• **Exercise goal**
Put everything from the line that contains "the wooden rail" down to the line that contains "point(124, 610)", both included, into a Markdown table with the columns Line No and Entry. Number each line in Line No, give its text in Entry, and leave out blank lines.

::::::::

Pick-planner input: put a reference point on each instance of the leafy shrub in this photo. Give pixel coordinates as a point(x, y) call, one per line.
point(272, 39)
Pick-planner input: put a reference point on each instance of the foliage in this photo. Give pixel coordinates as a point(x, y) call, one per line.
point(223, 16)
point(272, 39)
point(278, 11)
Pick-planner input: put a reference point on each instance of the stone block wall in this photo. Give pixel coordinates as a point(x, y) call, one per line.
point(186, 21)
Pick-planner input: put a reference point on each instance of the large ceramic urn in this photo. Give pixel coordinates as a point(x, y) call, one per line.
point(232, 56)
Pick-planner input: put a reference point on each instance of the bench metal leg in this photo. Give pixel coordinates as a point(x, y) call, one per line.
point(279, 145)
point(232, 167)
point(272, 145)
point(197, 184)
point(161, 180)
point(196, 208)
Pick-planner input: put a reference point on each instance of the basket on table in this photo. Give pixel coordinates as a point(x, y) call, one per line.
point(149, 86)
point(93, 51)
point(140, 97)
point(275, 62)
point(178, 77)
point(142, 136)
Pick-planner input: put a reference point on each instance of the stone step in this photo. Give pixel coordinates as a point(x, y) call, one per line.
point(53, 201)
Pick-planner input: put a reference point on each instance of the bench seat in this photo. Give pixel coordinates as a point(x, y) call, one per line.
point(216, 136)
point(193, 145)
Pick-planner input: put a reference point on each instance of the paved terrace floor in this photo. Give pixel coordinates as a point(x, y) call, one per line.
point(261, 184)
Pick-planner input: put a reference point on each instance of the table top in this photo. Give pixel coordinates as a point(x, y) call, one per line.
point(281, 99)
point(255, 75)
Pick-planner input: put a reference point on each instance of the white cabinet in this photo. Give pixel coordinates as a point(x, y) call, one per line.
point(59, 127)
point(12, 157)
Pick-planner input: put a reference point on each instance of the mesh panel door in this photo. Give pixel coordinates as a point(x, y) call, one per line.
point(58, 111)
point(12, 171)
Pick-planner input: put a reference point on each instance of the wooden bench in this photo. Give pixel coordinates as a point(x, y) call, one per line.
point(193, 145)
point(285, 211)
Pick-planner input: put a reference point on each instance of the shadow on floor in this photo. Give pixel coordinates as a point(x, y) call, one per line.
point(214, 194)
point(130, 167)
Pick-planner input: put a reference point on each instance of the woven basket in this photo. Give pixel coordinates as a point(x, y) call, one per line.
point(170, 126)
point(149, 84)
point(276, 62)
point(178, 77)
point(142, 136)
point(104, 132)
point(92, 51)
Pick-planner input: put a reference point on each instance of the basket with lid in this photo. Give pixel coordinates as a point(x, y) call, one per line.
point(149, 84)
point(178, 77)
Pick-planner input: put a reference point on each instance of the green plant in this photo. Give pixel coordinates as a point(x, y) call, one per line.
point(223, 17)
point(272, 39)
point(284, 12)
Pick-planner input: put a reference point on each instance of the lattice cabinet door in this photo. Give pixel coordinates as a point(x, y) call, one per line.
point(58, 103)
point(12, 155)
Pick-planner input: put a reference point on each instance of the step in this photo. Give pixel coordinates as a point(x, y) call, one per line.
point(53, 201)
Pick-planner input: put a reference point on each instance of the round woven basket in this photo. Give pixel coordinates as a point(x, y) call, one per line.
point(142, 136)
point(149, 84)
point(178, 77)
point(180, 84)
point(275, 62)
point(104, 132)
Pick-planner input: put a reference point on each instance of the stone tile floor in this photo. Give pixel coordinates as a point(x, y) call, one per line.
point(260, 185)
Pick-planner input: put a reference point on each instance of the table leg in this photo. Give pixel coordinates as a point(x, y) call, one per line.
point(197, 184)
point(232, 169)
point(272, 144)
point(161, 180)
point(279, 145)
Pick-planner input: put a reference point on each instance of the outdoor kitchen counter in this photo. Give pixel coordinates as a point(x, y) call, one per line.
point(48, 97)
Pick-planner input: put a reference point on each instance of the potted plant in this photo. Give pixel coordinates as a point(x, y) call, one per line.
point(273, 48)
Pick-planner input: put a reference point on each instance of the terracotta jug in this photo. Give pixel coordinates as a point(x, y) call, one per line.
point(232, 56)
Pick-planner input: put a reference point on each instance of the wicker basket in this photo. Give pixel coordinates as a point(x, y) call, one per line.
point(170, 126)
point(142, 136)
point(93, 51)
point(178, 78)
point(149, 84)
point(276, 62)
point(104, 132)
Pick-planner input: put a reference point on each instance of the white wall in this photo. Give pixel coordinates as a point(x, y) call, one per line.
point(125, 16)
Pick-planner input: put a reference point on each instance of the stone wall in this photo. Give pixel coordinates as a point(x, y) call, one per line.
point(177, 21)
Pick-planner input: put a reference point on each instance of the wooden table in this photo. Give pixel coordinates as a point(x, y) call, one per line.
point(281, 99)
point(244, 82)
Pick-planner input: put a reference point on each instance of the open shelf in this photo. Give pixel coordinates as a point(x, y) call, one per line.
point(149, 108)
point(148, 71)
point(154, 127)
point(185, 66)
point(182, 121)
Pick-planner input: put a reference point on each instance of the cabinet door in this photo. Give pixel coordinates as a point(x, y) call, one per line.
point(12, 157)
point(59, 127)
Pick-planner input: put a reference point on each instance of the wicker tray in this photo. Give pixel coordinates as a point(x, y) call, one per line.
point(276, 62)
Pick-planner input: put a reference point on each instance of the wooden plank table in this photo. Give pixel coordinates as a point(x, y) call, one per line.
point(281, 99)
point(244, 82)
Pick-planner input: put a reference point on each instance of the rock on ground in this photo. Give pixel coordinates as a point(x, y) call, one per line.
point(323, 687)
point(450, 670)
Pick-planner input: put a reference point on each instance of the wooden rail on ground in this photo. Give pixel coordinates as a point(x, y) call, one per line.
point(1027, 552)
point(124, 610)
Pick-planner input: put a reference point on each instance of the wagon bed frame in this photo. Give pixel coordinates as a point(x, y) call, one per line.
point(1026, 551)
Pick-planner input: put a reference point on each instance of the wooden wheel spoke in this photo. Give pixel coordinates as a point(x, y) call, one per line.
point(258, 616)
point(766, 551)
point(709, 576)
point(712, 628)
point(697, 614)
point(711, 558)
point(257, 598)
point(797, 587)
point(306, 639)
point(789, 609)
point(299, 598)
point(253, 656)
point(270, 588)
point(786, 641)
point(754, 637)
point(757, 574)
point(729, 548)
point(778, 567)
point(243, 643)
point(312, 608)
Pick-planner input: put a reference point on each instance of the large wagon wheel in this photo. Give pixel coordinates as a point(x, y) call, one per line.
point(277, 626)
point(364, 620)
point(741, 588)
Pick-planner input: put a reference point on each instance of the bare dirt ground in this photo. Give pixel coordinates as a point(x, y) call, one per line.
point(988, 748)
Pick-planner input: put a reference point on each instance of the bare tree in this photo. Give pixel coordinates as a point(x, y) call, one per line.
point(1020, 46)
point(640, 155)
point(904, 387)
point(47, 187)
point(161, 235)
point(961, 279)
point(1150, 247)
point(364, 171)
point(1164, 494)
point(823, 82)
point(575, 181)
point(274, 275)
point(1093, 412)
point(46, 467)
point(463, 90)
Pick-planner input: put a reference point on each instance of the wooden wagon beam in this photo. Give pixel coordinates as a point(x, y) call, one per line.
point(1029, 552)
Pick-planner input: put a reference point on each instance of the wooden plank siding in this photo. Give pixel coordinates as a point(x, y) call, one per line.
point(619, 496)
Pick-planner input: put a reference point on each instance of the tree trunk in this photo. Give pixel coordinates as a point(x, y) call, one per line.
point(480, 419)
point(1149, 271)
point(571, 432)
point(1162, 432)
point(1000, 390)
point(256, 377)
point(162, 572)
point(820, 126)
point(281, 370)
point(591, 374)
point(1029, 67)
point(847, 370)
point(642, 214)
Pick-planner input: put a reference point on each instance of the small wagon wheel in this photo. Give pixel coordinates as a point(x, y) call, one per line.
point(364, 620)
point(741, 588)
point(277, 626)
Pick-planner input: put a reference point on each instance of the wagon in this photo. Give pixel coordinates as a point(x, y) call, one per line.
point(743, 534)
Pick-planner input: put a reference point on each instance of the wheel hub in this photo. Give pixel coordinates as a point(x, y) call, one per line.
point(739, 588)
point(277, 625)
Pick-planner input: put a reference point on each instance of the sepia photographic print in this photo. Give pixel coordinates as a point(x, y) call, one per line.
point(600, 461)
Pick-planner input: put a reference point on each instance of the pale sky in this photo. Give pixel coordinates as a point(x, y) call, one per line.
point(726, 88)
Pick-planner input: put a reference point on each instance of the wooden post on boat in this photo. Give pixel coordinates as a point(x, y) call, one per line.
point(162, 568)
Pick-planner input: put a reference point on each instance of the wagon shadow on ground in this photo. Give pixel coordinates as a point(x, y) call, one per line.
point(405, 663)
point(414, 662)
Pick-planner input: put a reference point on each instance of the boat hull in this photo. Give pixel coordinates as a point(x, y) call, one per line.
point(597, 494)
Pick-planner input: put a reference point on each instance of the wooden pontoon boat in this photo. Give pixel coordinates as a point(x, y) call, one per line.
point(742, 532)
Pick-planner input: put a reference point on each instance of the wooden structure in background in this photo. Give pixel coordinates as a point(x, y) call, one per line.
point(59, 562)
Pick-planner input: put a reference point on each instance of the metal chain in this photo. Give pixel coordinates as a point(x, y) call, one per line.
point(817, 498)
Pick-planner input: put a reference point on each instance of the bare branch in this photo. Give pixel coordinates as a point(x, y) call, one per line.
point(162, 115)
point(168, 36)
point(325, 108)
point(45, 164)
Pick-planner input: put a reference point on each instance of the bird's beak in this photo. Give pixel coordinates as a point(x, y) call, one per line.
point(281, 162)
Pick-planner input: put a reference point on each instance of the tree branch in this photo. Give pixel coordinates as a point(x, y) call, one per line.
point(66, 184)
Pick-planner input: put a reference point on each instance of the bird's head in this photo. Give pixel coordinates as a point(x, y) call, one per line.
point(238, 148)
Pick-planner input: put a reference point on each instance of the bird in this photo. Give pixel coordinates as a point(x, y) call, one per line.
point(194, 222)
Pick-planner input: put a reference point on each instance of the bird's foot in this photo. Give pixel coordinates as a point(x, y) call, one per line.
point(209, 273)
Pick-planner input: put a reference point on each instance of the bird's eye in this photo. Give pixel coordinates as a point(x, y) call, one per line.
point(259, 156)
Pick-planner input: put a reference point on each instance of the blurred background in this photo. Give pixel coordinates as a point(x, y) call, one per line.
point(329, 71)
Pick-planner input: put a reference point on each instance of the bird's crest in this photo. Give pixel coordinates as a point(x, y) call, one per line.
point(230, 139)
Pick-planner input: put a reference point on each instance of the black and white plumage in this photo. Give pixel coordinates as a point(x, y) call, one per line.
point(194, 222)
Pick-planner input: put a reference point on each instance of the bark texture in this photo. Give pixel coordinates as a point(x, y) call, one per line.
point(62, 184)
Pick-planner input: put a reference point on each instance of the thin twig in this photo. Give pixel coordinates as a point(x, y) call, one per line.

::::::::

• **Task result**
| Line No | Entry |
|---|---|
| 1 | Pick-planner input: put a reference point on each instance of the wooden rail on ground in this photo. Give pixel coordinates as a point(x, y) call, one per line. |
| 2 | point(1027, 552) |
| 3 | point(124, 610) |